[Natural-language object grounding data]
------
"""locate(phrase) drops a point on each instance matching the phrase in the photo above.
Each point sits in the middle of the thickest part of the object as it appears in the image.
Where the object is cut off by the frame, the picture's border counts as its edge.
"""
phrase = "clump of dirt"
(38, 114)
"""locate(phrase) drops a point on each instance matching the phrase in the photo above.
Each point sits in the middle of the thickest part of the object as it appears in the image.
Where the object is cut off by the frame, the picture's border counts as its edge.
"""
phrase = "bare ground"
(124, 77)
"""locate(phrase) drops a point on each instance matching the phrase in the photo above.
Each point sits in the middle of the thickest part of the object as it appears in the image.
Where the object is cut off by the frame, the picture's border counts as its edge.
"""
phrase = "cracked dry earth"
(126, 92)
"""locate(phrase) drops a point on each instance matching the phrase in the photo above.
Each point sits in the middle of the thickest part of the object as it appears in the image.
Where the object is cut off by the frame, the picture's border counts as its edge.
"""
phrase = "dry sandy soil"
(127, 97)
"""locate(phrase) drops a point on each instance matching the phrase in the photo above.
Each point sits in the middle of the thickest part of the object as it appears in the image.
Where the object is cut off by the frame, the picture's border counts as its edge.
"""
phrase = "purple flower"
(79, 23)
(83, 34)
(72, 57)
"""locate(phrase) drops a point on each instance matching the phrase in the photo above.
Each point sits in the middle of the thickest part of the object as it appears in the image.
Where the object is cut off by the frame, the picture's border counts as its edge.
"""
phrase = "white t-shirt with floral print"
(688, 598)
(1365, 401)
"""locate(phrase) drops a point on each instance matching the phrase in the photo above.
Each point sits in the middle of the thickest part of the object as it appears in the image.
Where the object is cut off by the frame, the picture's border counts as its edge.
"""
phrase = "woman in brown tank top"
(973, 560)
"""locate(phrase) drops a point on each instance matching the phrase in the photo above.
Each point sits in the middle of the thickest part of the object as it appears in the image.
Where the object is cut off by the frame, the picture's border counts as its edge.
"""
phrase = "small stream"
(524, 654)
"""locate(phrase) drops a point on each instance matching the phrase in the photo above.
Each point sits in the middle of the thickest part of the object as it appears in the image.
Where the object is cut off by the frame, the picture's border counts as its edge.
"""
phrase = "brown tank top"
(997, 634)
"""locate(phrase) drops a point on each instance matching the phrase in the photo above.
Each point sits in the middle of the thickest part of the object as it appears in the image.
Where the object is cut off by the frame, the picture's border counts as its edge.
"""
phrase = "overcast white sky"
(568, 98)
------
▶ **EXERCISE PROMPT**
Reproduce all the records precisely.

▶ **WRITTEN REPLY**
"""locate(phrase) drops a point on each instance matching the phrase in the photo above.
Each point sits in the middle of the thickest part of the object as it appears in the image.
Where the object is cut off by the frame, the picture's border counts as its edge.
"""
phrase = "clump of dirt"
(38, 114)
"""locate(phrase) drops a point on each instance matching the phrase in the photo above.
Each point sits in the middle of the thickest part of the object as it appears in the image.
Where the object is cut off by the frame, the picture's border counts as its edge.
"""
phrase = "bare ground"
(124, 77)
"""locate(phrase) drops a point on each instance matching the phrase in the photo above.
Each point sits in the middle of the thickest part of the object as it appears in the image.
Where the object is cut off by the frame, the picture's border counts as its edge.
"""
phrase = "cracked dry earth"
(126, 92)
"""locate(phrase) drops a point on each instance matching the phrase in the photo above.
Each point sits in the middle of the thickest part of the object as it appears in the image.
Where the object is cut off by the frame, the picture's border counts as its edge.
"""
phrase = "dry sandy soil"
(127, 97)
"""locate(phrase) drops a point on each instance matching the phrase in the photo above.
Each point sits in the middle of the thickest part of the object as it appears in the image.
Where the object is cut off by the frame, the picture's border counts as its edge.
"""
phrase = "purple flower"
(79, 23)
(83, 34)
(72, 57)
"""locate(phrase) drops a point on each instance matching the phrase in the photo above.
Each point sits in the middle of the thickest part of the object as it appears in the image.
Where the object is cut off by the frame, the picture's border counts as its edge.
"""
phrase = "white t-shirt with floral print"
(688, 598)
(1365, 401)
"""locate(phrase) drops a point on each instance matching the phrase in the photo above.
Each point sits in the middle of the thickest part of the object as it appears in the image.
Where the object is cut off by the frame, the picture's border counts as its edge.
"""
phrase = "woman in brown tank top"
(973, 560)
"""locate(phrase) drops a point on each instance matching the phrase in the photo above.
Each point sits in the middle of the thickest part of the object as it appears in the image.
Where the object is cut off by the frame, the picture's border counts as its edge.
"""
phrase = "small stream"
(524, 654)
"""locate(phrase) drops a point on each instance matching the phrase in the photo above.
Each point sits in the middle of the thickest part of the object as it appears in the image.
Where the object is cut off by the frame, the picture's border counts as its edge.
"""
phrase = "brown tank top"
(997, 634)
"""locate(phrase) drops a point on each instance matching the phrase in the photo above.
Each point sits in the middle of the thickest part of the object as it appears in the image.
Where the object is cut off by the frame, the picture's border counts as its edge.
"""
phrase = "overcast white sky"
(568, 98)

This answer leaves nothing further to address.